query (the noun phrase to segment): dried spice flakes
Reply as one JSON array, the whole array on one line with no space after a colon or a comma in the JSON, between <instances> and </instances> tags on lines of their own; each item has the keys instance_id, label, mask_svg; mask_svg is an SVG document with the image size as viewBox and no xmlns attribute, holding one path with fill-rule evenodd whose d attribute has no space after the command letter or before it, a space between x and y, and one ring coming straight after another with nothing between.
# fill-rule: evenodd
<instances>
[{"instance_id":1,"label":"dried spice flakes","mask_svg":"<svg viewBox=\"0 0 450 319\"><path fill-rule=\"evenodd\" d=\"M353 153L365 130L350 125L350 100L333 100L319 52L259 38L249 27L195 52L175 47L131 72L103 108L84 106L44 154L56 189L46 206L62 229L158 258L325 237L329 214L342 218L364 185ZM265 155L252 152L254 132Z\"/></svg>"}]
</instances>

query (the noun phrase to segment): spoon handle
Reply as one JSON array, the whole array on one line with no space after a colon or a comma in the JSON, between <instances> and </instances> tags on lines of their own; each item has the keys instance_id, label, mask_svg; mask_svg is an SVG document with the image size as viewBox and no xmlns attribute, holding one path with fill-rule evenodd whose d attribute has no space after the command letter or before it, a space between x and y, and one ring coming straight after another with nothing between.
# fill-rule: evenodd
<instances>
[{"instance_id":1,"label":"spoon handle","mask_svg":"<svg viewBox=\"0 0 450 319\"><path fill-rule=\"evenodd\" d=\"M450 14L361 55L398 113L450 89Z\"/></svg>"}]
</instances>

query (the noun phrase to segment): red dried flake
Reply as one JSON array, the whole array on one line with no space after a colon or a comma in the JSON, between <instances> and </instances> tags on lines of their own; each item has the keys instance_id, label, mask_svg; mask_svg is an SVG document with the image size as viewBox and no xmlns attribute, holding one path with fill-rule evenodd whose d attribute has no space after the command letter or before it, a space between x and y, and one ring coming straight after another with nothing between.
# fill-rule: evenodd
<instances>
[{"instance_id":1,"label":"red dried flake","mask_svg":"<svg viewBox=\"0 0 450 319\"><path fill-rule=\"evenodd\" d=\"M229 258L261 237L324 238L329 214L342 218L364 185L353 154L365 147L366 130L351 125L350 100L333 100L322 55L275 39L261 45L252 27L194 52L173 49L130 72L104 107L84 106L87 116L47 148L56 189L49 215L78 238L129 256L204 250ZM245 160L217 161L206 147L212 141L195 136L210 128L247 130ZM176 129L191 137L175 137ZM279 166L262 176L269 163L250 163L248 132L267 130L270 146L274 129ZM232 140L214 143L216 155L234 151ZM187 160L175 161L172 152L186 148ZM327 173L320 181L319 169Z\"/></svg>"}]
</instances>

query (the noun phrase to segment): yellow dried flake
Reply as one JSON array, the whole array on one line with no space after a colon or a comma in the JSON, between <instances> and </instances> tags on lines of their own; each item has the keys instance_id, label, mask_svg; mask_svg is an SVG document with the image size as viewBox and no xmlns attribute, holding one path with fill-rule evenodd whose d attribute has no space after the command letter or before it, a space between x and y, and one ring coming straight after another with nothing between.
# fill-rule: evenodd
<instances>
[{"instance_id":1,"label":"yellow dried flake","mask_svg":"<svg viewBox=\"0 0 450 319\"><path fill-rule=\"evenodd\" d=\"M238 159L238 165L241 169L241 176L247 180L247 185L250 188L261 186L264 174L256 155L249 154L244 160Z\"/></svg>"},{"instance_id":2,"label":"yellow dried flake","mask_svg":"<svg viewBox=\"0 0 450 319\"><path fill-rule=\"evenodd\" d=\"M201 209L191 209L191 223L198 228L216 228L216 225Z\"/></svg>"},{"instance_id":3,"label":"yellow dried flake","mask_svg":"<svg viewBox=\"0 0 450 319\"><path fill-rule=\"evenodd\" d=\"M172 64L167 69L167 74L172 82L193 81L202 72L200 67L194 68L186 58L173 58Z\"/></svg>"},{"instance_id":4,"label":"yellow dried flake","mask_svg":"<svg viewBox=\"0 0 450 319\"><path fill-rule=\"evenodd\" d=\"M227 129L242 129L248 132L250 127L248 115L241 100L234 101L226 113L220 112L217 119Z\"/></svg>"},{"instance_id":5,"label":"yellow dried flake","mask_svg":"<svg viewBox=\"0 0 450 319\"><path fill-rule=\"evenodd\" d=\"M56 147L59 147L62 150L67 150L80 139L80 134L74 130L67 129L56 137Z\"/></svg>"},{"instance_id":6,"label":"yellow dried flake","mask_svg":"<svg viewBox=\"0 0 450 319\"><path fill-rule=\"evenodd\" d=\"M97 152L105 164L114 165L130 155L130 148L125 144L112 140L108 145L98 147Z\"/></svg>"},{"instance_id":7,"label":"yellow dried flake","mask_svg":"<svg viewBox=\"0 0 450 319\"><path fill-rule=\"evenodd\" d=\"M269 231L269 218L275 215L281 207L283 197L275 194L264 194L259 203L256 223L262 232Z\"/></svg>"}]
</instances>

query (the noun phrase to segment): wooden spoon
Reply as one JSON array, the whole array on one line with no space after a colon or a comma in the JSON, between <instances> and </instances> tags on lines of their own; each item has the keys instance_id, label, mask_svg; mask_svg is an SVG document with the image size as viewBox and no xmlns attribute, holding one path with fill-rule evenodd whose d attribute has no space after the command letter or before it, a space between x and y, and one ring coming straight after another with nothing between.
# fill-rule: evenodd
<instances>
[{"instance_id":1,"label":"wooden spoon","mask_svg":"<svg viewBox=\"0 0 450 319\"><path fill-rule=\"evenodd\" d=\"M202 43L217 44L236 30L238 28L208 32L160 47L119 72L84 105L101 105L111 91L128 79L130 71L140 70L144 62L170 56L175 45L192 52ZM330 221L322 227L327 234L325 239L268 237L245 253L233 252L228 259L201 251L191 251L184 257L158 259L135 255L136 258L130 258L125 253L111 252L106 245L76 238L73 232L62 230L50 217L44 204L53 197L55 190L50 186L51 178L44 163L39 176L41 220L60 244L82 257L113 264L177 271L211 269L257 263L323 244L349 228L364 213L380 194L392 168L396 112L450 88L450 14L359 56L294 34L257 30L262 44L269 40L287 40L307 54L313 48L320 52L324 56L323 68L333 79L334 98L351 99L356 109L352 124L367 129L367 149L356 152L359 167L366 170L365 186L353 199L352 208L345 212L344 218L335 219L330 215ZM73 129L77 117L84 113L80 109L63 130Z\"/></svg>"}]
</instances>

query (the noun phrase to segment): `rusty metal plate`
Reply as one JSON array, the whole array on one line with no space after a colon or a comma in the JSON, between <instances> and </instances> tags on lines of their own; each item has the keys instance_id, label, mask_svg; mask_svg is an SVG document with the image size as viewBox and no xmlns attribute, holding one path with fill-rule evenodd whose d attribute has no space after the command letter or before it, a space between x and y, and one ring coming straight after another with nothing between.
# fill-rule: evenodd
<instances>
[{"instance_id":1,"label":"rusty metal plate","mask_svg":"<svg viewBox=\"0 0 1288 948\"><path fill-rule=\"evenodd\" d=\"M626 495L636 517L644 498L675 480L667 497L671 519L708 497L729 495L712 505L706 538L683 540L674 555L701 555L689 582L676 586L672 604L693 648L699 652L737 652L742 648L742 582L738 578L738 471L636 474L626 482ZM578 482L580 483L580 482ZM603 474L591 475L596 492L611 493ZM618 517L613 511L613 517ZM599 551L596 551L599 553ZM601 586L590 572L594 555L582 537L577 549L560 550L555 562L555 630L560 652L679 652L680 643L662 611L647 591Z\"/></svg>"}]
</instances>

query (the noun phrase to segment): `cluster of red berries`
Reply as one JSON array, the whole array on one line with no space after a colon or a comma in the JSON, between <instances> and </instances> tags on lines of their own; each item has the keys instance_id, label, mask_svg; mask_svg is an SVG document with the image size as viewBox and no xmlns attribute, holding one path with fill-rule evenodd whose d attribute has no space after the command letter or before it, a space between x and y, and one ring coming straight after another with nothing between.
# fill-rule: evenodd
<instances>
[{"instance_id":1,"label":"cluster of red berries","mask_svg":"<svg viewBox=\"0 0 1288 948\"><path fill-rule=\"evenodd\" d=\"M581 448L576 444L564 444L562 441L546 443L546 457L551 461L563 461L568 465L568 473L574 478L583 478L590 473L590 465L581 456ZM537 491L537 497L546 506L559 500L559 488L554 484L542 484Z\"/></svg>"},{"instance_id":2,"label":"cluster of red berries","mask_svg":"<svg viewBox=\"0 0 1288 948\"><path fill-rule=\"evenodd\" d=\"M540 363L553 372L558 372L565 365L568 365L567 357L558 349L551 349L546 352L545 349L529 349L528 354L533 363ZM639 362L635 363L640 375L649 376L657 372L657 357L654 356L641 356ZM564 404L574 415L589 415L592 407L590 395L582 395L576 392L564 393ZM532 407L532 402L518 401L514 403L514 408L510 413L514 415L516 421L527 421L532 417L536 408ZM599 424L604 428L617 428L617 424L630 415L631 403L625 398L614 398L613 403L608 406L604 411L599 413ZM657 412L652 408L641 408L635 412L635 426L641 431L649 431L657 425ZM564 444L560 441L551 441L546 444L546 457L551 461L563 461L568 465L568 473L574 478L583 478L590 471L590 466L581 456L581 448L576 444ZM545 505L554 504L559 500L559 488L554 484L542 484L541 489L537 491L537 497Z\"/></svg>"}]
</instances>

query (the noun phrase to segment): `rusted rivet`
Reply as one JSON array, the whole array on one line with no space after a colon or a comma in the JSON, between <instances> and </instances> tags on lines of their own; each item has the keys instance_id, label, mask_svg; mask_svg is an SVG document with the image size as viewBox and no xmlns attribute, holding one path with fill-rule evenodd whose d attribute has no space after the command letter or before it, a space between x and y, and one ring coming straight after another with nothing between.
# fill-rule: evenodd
========
Objective — Extract every line above that contains the word "noun", matching case exactly.

The response —
query (the noun phrase to segment): dried spice flakes
query (the noun phrase to segment): spoon handle
query (the noun phrase to segment): red dried flake
query (the noun phrase to segment): yellow dried flake
query (the noun phrase to segment): wooden spoon
query (the noun phrase to segment): `rusty metal plate`
query (the noun phrase to segment): `cluster of red berries`
query (the noun phrase to segment): `rusted rivet`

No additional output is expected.